### DIRECTION A
Count the lines in the entries below that contain the word "logo", and reply with that number only.

### PASSAGE PROVIDED
Israel & Palestine: Eternal Enmity?

In June 1948 a British official, blaming the United States for the creation of Israel, described the new nation as a “gangster state.” Over sixty years later the Oxford historian Avi Shlaim writes: “I used to think that this judgment was too harsh, but Israel’s vicious assault on the people of Gaza, and the Bush Administration’s complicity in this assault, have reopened the question.”

Shlaim wrote these words several months before a UN fact-finding mission headed by former South African judge Richard Goldstone concluded that some of Israel’s actions in Gaza during its attack on the Hamas-controlled territory in December 2008 and January 2009 amount to war crimes and possibly crimes against humanity. The Goldstone report is over five hundred pages long, and outlines a number of carefully researched cases that seem to justify its horrific conclusions. The report also describes war crimes committed by Palestinians against Israeli civilians, hardly mentioned by Shlaim: he is not only less well informed than the UN investigator, as was to be expected; his judgment is less balanced.

Born in 1945 in Baghdad, Shlaim grew up in Israel and in the mid-1960s “served loyally in the Israeli army,” as he writes. For most of his life though he has been living in England where he is a fellow of St. Antony’s College, a professor of international relations at the University of Oxford, and a fellow of the British Academy. He is the author of numerous books on the Middle East, among them the best comprehensive history of the Arab–Israeli conflict—The Iron Wall: Israel and the Arab World.1

His new book, however, containing mostly book reviews and essays published during the past fifteen years, is disappointing. Much of it consists of moralizing prose rather than scholarly research, with platitudes such as “it would make sense to update the biblical image of David and Goliath: a Palestinian David facing an Israeli Goliath.” A long-standing critic of Israel, Shlaim likes to use provocative epigrams such as “American Jews admire Israel for her body, while Israelis are attracted to American Jews for their money.” Shlaim’s collected essays recall the wrath of scholars who twenty-five years ago made up the group of angry young men—I was one of them—called Israel’s “New Historians.” Rereading these essays today shows how conventional Israel’s “New History” has become.

Writing a different version of Israel’s history was an exuberant and challenging experience. The new work appeared at the beginning of the 1980s when the Israeli government began declassifying official documents that made it possible, for the first time, to free the study of Israel’s early days from the constraints of Zionist ideology, mythology, and fiction. The emerging picture was naturally less heroic and less noble than the official textbooks had it, with many gray areas that justified doubt and generated numerous heated debates.

### DATA FOR THIS TASK
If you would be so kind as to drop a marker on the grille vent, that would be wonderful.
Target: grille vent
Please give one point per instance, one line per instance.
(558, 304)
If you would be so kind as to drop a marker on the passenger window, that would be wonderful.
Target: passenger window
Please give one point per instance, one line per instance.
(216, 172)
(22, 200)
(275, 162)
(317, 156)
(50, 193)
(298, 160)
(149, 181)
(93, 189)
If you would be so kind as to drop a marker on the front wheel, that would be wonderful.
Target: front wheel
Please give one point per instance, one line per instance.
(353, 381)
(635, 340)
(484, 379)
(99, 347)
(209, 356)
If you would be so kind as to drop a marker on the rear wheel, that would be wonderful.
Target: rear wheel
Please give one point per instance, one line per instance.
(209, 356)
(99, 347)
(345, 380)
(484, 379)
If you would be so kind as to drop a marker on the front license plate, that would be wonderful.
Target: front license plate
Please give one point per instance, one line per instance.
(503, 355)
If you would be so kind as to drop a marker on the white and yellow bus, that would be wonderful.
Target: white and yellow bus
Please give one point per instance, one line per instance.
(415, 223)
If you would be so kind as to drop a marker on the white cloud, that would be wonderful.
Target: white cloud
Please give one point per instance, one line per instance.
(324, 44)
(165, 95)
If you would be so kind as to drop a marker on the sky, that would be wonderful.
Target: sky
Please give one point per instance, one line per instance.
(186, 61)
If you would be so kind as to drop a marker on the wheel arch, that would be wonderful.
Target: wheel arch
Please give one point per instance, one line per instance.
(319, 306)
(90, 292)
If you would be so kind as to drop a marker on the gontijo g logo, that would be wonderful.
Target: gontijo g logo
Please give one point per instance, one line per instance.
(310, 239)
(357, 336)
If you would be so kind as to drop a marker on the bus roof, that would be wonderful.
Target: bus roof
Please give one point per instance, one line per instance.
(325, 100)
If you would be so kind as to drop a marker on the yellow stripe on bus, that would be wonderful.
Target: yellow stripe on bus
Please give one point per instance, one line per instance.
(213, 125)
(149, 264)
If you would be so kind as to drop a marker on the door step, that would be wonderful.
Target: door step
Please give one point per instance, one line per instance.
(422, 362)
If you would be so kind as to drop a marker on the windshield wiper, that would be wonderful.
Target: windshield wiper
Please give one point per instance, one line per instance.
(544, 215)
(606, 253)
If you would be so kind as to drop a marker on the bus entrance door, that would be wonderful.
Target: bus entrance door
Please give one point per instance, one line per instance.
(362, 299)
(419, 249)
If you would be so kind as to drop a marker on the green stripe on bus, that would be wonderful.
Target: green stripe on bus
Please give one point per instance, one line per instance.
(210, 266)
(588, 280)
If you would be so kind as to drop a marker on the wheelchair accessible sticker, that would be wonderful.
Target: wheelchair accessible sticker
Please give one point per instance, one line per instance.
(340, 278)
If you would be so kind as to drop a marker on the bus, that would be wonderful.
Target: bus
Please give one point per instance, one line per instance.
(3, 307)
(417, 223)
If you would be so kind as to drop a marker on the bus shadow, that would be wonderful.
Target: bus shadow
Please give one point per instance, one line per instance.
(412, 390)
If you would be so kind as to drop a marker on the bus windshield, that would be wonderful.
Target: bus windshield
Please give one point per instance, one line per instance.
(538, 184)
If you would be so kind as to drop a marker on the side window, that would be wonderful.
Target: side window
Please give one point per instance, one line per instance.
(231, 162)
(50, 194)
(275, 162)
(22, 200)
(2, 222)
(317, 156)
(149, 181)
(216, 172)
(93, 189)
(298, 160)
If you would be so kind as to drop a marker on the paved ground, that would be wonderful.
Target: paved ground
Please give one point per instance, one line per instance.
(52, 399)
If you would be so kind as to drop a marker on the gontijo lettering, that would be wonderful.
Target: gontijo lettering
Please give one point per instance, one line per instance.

### DIRECTION B
Carry on the review of Avi Shlaim's essays on Israel from the point where it stops.

### REPLY A
2

### REPLY B
Thus for instance it emerged that in 1949 the Syrian president, Husni Zaim, had asked to negotiate peace with Israel’s first prime minister, David Ben-Gurion. As part of the deal Zaim offered to absorb into Syria 300,000 Palestinian refugees. Ben-Gurion refused to see Zaim, noting in his diary that in exchange for peace the Syrians were demanding “half the Sea of Galilee,” i.e., the part bordering on Syria.

Zaim was assassinated soon afterward and so it cannot be said that Israel missed a historic opportunity for peace with Syria, as Shlaim seems to believe. For Israelis, however, the accepted truth had always been that Israel did everything to pursue negotiations with its Arab neighbors while they refused to talk to Israel. The Zaim episode proved that we were not told the truth.

The Israeli government concealed the truth in other ways as well. In 1949 Polish Jews who survived the war were allowed to emigrate to Israel, which required a decision where to house them once they arrived. In those days, tens of thousands of Jewish immigrants from Arab countries were living in tent cities and transit camps, but the newcomers from Poland were to be put up in hotels. This decision was never carried out but it had been kept secret for almost thirty years; when it first became public many Israelis were shocked. They had always been assured that there was no deliberate discrimination against Jews from the Arab world.

The New Historians had grown up in a country that was still seeking to justify its very existence through ideological indoctrination, and for many Israelis of that generation the “New History” was part of a formative political experience. Now Israel was beginning to become mature enough to rid itself of nation-building mythology. Rethinking the past led to new definitions of patriotism and brought many Israelis to conclude that giving up a large part of the Palestinian territories occupied in 1967 would be in their country’s own interest.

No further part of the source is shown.